Dataset records:
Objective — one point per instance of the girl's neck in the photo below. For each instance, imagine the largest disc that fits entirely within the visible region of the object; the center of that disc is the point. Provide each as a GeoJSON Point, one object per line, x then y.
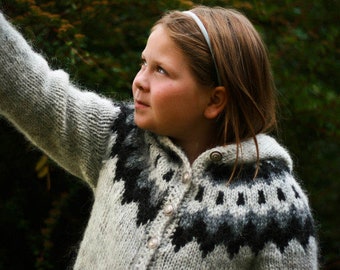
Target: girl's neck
{"type": "Point", "coordinates": [193, 148]}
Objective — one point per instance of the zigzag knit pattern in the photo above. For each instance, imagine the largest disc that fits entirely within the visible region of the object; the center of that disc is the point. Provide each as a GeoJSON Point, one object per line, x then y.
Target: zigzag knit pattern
{"type": "Point", "coordinates": [152, 208]}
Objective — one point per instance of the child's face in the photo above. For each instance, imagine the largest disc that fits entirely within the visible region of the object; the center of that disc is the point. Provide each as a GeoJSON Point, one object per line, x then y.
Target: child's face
{"type": "Point", "coordinates": [167, 98]}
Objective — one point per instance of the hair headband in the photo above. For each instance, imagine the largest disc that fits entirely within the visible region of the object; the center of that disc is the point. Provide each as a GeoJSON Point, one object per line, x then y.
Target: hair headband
{"type": "Point", "coordinates": [207, 39]}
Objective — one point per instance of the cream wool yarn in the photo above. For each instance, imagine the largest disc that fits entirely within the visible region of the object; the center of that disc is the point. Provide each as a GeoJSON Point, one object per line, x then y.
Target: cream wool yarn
{"type": "Point", "coordinates": [152, 209]}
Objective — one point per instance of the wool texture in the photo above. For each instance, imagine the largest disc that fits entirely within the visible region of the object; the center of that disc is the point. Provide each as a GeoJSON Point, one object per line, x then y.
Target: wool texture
{"type": "Point", "coordinates": [152, 208]}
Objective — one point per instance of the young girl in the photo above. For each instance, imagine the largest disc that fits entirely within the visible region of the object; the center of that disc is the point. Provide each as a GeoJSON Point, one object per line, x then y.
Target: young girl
{"type": "Point", "coordinates": [184, 177]}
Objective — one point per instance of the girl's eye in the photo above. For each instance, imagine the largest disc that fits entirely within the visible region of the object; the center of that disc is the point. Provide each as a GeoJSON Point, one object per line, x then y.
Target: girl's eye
{"type": "Point", "coordinates": [161, 70]}
{"type": "Point", "coordinates": [143, 63]}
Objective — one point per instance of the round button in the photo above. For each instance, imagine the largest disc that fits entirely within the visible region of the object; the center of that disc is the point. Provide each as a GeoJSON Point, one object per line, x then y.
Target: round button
{"type": "Point", "coordinates": [153, 243]}
{"type": "Point", "coordinates": [186, 177]}
{"type": "Point", "coordinates": [168, 210]}
{"type": "Point", "coordinates": [215, 156]}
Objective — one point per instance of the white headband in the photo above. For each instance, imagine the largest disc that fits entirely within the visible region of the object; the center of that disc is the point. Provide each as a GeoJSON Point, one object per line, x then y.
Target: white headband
{"type": "Point", "coordinates": [207, 39]}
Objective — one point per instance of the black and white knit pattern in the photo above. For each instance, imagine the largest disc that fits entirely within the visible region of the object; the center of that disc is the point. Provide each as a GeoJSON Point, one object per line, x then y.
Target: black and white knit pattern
{"type": "Point", "coordinates": [152, 208]}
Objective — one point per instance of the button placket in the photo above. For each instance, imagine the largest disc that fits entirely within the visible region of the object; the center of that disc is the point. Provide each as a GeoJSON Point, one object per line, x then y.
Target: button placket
{"type": "Point", "coordinates": [215, 156]}
{"type": "Point", "coordinates": [153, 243]}
{"type": "Point", "coordinates": [186, 177]}
{"type": "Point", "coordinates": [168, 210]}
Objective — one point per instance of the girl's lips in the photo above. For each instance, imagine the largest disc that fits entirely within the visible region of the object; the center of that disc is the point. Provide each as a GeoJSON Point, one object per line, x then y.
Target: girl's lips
{"type": "Point", "coordinates": [140, 104]}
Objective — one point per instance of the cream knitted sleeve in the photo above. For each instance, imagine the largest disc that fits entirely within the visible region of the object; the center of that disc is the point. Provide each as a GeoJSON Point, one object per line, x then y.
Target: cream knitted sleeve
{"type": "Point", "coordinates": [70, 125]}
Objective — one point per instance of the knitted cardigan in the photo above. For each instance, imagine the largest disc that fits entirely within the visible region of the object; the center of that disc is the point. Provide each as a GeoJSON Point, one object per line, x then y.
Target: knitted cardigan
{"type": "Point", "coordinates": [152, 208]}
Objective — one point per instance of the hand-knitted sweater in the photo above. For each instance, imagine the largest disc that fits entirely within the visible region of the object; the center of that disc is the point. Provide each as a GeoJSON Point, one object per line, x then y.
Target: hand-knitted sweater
{"type": "Point", "coordinates": [152, 208]}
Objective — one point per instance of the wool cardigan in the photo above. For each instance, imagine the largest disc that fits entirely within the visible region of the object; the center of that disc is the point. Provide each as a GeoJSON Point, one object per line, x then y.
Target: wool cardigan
{"type": "Point", "coordinates": [152, 208]}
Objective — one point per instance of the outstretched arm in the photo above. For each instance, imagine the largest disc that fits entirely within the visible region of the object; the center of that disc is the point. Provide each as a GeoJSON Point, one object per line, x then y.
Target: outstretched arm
{"type": "Point", "coordinates": [70, 125]}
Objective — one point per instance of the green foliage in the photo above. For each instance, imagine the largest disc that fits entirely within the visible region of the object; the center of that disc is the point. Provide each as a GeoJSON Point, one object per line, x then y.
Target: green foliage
{"type": "Point", "coordinates": [99, 44]}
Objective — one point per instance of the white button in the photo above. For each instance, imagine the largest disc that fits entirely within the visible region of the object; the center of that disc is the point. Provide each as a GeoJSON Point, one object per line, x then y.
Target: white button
{"type": "Point", "coordinates": [153, 242]}
{"type": "Point", "coordinates": [168, 210]}
{"type": "Point", "coordinates": [186, 177]}
{"type": "Point", "coordinates": [215, 156]}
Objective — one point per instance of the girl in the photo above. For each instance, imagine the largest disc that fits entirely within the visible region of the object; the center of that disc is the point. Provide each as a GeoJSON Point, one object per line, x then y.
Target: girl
{"type": "Point", "coordinates": [184, 177]}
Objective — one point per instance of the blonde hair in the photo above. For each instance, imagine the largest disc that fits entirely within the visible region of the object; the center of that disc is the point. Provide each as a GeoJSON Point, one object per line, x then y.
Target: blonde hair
{"type": "Point", "coordinates": [242, 62]}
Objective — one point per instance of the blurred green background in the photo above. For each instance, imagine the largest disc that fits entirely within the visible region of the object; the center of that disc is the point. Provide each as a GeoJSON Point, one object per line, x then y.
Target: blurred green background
{"type": "Point", "coordinates": [43, 210]}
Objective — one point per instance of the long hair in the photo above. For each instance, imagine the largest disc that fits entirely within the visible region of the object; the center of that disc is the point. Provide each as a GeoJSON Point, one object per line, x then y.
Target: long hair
{"type": "Point", "coordinates": [242, 62]}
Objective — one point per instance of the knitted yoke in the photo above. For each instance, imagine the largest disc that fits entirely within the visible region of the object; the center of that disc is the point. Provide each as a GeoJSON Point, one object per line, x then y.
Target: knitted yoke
{"type": "Point", "coordinates": [152, 208]}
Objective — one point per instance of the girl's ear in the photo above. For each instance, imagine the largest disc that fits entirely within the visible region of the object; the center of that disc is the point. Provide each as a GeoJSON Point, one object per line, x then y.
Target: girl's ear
{"type": "Point", "coordinates": [217, 102]}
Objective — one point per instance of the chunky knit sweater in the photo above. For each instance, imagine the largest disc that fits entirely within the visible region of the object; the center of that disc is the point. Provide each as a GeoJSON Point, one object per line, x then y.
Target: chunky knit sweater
{"type": "Point", "coordinates": [152, 208]}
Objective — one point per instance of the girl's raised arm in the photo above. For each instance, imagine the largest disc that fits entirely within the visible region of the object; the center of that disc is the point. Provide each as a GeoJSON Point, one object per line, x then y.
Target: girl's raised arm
{"type": "Point", "coordinates": [70, 125]}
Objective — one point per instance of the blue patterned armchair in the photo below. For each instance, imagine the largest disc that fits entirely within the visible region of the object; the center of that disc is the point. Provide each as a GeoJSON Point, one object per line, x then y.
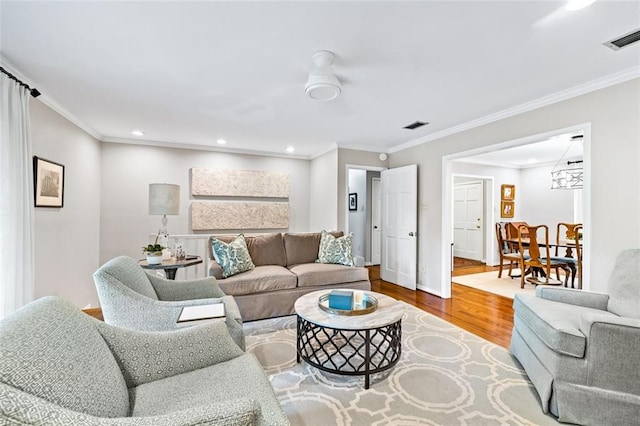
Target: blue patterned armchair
{"type": "Point", "coordinates": [131, 298]}
{"type": "Point", "coordinates": [59, 366]}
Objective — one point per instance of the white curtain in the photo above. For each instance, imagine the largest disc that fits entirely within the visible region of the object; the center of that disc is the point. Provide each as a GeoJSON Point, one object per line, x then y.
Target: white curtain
{"type": "Point", "coordinates": [16, 198]}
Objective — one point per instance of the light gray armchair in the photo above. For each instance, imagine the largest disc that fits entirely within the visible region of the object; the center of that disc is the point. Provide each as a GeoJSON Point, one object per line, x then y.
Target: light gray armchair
{"type": "Point", "coordinates": [581, 350]}
{"type": "Point", "coordinates": [59, 366]}
{"type": "Point", "coordinates": [131, 298]}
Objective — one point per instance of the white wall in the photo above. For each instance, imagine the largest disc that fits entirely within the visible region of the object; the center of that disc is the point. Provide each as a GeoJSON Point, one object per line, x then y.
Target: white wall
{"type": "Point", "coordinates": [358, 218]}
{"type": "Point", "coordinates": [67, 239]}
{"type": "Point", "coordinates": [127, 171]}
{"type": "Point", "coordinates": [353, 157]}
{"type": "Point", "coordinates": [323, 189]}
{"type": "Point", "coordinates": [501, 175]}
{"type": "Point", "coordinates": [613, 116]}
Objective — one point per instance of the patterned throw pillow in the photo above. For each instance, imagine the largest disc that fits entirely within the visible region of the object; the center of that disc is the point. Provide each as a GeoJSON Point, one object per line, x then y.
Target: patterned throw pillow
{"type": "Point", "coordinates": [234, 257]}
{"type": "Point", "coordinates": [335, 250]}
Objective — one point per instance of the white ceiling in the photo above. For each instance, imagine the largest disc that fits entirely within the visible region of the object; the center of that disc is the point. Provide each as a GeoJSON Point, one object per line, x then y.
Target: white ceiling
{"type": "Point", "coordinates": [556, 150]}
{"type": "Point", "coordinates": [193, 72]}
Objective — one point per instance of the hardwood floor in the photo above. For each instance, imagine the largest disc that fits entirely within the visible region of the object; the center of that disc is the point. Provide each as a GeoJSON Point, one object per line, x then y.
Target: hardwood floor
{"type": "Point", "coordinates": [484, 314]}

Requirement: Among the lines above, repeat exactly those from the line with "Target: girl's eye" to the line with "Objective — one point per instance of the button", counting both ends.

Answer below:
Target: girl's eye
{"type": "Point", "coordinates": [161, 70]}
{"type": "Point", "coordinates": [143, 63]}
Objective — one point per instance of the round button in the photo above. For each instance, imagine the largest disc that fits entirely within the visible region of the object; the center of that disc is the point. Provide each as a GeoJSON Point, one object per line, x then y.
Target: round button
{"type": "Point", "coordinates": [153, 243]}
{"type": "Point", "coordinates": [186, 177]}
{"type": "Point", "coordinates": [168, 210]}
{"type": "Point", "coordinates": [215, 156]}
Objective — one point per instance of the white headband in the photo above. For each instance, imagine the largest disc that fits entirely within the visible region of the object; the center of that disc is the point. Provide each as a GeoJSON Point, one object per line, x then y.
Target: white headband
{"type": "Point", "coordinates": [207, 39]}
Objective — one point per instance of the black and white knit pattern in the photo above. For each instance, imagine the largest disc that fits entirely within the visible region of the object; the center of that disc is the point. Provide each as a GeoJSON Point, one object per line, x then y.
Target: black and white knit pattern
{"type": "Point", "coordinates": [152, 208]}
Objective — one point per instance of the button placket in the photo above. For each instance, imagine the largest disc that fits entirely within the visible region of the object; the center of that disc is the point. Provide each as a GeoJSON Point, one object per line, x then y.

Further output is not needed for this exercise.